[Start]

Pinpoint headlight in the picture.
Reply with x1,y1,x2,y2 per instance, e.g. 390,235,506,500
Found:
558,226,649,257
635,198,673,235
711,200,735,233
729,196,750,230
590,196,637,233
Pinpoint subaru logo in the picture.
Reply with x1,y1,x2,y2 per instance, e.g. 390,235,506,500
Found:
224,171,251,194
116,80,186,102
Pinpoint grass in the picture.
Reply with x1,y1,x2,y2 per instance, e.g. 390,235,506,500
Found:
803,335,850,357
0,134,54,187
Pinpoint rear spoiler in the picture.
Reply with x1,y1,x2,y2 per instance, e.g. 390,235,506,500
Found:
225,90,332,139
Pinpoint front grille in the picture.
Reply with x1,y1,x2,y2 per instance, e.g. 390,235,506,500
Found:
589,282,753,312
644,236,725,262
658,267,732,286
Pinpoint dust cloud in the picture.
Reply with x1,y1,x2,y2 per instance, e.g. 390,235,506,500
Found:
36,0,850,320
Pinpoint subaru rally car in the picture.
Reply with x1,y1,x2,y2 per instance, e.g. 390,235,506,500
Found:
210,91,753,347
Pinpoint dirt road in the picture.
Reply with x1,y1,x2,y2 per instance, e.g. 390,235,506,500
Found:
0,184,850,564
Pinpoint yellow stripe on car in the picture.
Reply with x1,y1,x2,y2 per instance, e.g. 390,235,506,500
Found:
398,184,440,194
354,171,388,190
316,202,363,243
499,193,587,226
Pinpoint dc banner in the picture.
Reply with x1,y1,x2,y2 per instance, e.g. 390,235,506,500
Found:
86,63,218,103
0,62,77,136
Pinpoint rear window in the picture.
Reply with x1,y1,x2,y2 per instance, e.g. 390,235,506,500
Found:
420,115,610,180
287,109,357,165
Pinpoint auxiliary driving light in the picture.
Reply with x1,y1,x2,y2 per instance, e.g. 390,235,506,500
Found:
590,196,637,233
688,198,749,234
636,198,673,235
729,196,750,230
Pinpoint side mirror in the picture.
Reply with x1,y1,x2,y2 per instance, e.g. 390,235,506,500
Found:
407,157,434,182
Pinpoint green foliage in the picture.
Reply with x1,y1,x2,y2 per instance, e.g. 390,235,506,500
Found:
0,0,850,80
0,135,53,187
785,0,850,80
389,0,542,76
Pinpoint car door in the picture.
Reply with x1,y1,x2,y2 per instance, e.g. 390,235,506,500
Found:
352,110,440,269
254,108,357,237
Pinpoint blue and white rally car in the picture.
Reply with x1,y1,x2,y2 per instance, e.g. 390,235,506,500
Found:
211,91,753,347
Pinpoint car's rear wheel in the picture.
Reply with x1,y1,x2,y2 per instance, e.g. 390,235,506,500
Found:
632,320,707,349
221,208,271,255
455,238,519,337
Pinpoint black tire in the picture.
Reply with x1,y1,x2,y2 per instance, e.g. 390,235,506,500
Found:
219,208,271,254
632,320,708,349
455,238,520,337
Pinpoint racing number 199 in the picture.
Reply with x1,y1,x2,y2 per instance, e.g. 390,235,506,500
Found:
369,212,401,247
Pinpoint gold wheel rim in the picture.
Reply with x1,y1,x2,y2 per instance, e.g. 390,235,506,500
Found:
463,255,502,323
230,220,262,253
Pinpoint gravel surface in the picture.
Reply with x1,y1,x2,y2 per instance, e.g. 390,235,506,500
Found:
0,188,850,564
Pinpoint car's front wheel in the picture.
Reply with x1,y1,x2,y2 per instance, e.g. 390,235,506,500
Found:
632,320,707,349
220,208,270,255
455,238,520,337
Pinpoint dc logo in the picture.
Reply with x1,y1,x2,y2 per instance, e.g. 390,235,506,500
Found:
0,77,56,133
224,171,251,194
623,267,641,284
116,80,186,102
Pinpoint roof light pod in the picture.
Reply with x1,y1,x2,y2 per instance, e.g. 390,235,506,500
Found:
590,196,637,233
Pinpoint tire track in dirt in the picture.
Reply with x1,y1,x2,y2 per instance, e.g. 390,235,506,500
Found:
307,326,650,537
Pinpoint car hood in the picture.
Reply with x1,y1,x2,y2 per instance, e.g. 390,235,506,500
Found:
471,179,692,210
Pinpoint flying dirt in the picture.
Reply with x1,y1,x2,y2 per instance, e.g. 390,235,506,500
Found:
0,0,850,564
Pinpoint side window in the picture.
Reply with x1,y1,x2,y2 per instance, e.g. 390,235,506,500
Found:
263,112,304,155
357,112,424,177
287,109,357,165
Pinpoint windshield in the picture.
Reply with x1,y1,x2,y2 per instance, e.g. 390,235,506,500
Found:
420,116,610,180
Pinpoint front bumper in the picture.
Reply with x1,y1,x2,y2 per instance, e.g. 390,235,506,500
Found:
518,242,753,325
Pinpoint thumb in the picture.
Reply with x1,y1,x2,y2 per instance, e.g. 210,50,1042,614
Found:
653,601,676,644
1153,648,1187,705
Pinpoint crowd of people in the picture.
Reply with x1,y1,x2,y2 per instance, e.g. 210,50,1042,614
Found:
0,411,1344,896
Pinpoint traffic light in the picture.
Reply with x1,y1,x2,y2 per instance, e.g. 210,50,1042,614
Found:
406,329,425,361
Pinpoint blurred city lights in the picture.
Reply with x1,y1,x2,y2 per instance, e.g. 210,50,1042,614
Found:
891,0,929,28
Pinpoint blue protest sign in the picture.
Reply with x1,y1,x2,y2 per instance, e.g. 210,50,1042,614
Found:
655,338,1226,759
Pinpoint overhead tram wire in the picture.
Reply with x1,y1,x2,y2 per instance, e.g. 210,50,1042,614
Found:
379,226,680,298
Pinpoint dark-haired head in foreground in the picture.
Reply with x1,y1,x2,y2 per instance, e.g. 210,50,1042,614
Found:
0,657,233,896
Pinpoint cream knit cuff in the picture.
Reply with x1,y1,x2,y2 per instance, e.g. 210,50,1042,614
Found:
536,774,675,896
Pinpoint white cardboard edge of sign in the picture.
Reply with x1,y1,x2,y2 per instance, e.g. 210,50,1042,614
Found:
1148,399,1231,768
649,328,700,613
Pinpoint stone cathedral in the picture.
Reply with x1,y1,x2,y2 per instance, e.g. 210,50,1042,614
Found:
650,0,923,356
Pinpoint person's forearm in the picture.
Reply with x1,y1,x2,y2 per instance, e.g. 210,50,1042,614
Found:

[End]

Set problem
Please copy every row above word for word, leaving nothing out and changing nothing.

Answer to this exercise
Pinpoint headlight in the picture.
Reply with x1,y1,x2,y2 per instance, e.g. 390,235,506,500
Found:
558,226,649,257
635,198,673,235
711,200,735,233
729,196,750,230
590,196,637,233
Pinpoint subaru logo in the picture.
Reply with x1,y1,x2,y2 per instance, e.g. 390,235,506,500
Found:
224,171,251,194
116,80,186,102
Pinpoint grass in the picture.
Reply with x1,y1,x2,y2 per instance, e.g. 390,235,506,500
Found:
803,335,850,357
0,134,54,187
Pinpoint rear spoiler in the picture.
Reply with x1,y1,x2,y2 per instance, e.g. 390,235,506,500
Found:
225,90,332,139
Pinpoint front grille in the picture.
Reply with x1,y1,x2,y2 per instance, e.g. 390,235,506,500
Found:
589,282,753,312
644,236,725,262
658,267,732,286
Pinpoint dust cloud in the picture.
Reply with x1,y1,x2,y2 per instance, e.g. 390,235,506,500
Found:
36,0,850,320
Pinpoint subaru rally car in the picture.
Reply with x1,y1,x2,y2 per instance, e.g. 390,235,506,500
Found:
210,91,753,347
Pinpoint dirt road in the picture.
Reply with x1,y1,x2,y2 per instance, e.g. 390,235,506,500
Found:
0,184,850,564
Pinpoint yellow stripe on car in the picture.
Reply with x1,y1,x2,y2 per instance, e.g. 390,235,506,500
Found:
398,184,440,194
354,171,388,190
316,202,363,243
499,193,587,226
Pinpoint dc banner in the picture.
Reply with x1,y1,x2,y2 per instance, e.g. 390,235,506,500
Found:
86,63,218,103
0,62,77,136
Pinpoint rear window in the picture.
Reply with x1,y1,x2,y2 per instance, e.g. 390,235,506,500
Found:
420,115,610,180
287,109,357,165
Pinpoint auxiliary driving light in the picture.
Reply with x1,y1,x2,y2 per instance, e.g. 390,235,506,500
Found:
590,196,637,233
688,198,749,234
636,198,673,235
729,196,750,230
Pinpoint side mirror in the picture.
Reply with x1,y1,x2,y2 per instance, e.g. 390,235,506,500
Found:
407,157,434,182
Pinpoint green foliage in the picture.
Reply with x1,y1,x2,y2 per instance, e.g. 390,235,506,500
Found:
0,0,850,80
0,135,53,187
785,0,850,80
389,0,542,76
Pinpoint car door in the picture.
Reply with x1,y1,x2,y2 per instance, e.g. 390,235,506,500
Found:
352,110,440,269
254,108,357,237
Pinpoint blue and white rally car in the picture.
Reply with x1,y1,x2,y2 per instance, e.g. 390,235,506,500
Found:
211,91,753,347
Pinpoint car's rear wheel in the picture.
Reply with x1,y1,x2,y2 per instance, e.g. 390,235,506,500
Found:
632,320,707,349
221,208,271,255
455,238,519,337
Pinpoint black tire in the picture.
Reply with x1,y1,x2,y2 per instance, e.g. 390,235,506,500
Found:
219,208,271,254
632,320,708,349
455,238,520,337
Pinpoint racing number 199 in the picture.
Reply with x1,y1,x2,y2 per instance, e.g. 390,235,506,500
Found:
369,212,401,247
Pinpoint gold wheel rim in the picture.
Reply with x1,y1,x2,y2 per instance, e.g. 390,235,506,500
Found:
463,255,502,323
230,220,262,253
Pinpoint gravel surface in the picture.
Reply with x1,y1,x2,y2 per instance, e.g. 390,235,506,500
Found:
0,188,850,564
Pinpoint car's front wheel in the picture.
Reply with x1,y1,x2,y2 per instance, e.g. 390,235,506,500
Found:
632,320,707,349
220,208,270,255
455,238,520,337
Pinpoint dc logo in the picture.
Reply with x1,y1,x2,y2 per instance, e.g. 390,235,506,500
Found:
0,77,56,133
224,171,251,194
623,267,641,284
116,80,186,102
Pinpoint roof light pod in the picture.
Reply with x1,y1,x2,y2 per instance, e.g. 390,235,506,500
Found:
590,196,637,233
Pinpoint tire track in dirt in the picture.
Reply with x1,y1,x2,y2 per instance, e.g. 390,235,506,500
Found:
307,326,650,537
Pinpoint car hood in the picture.
Reply with x1,y1,x2,y2 per instance, e.g. 390,235,506,500
Found:
471,179,692,210
Pinpoint flying dirt in the picture.
Reply with x1,y1,x2,y2 per instance, e.g. 390,235,506,500
Found:
0,0,850,564
Pinpoint side window in the picture.
Reply with x1,y1,x2,y2 per instance, e.g. 390,235,506,500
Found:
263,112,304,155
357,112,424,177
287,109,357,165
Pinpoint windshield in the picture.
Reply with x1,y1,x2,y2 per instance, e.g. 390,235,506,500
Found:
420,116,610,180
Pinpoint front bumper in the picture.
Reply with x1,y1,x2,y2 per instance, e.g. 390,235,506,500
Found:
518,242,753,325
Pinpoint thumb in the picture.
Reply with x1,y1,x2,y2 per instance, e.g. 210,50,1042,614
Found:
653,601,676,644
1153,648,1187,705
Pinpoint crowd of people in the picture.
Reply with x1,y1,x2,y2 per instance, e.g. 210,50,1042,614
Found:
0,411,1344,896
Pinpoint traffic light in the picture.
Reply with x1,y1,x2,y2 per instance, e.g. 210,50,1042,614
Found:
406,329,425,361
Pinpoint blurred city lights in the picture.
Reply with x1,y1,x2,y2 per instance, e.g. 210,50,1042,614
Found:
891,0,929,28
Pinpoint blue protest sign in the picture.
Reply with x1,y1,x2,y2 per instance, e.g. 210,50,1042,614
Found:
655,338,1226,759
Pinpoint overhead tram wire in the picture.
Reply with x1,y1,x2,y2 per instance, e.g. 210,50,1042,614
Found:
379,226,680,298
Pinpoint dark-haired head in foreground in the picture.
Reply with x1,y1,x2,y2 per instance, e.g. 210,50,1042,614
Found:
0,657,233,896
Pinpoint cream knit cuff in the picture.
Reply with x1,y1,x2,y2 per instance, e.g. 210,50,1042,614
Found:
536,774,675,896
Pinpoint white cardboard edge of sign in the picture.
Reply with x1,y1,x2,y2 per instance, e.g. 210,50,1042,614
Found:
1148,399,1231,768
649,328,700,613
Pinpoint stone cathedral in the picture.
Reply with x1,y1,x2,y2 per instance, e.g. 210,50,1042,614
Found:
650,0,923,356
Pinpoint person's forearm in the picture.
Reply with x1,y1,x2,y2 per instance, e.g. 210,50,1042,614
Found:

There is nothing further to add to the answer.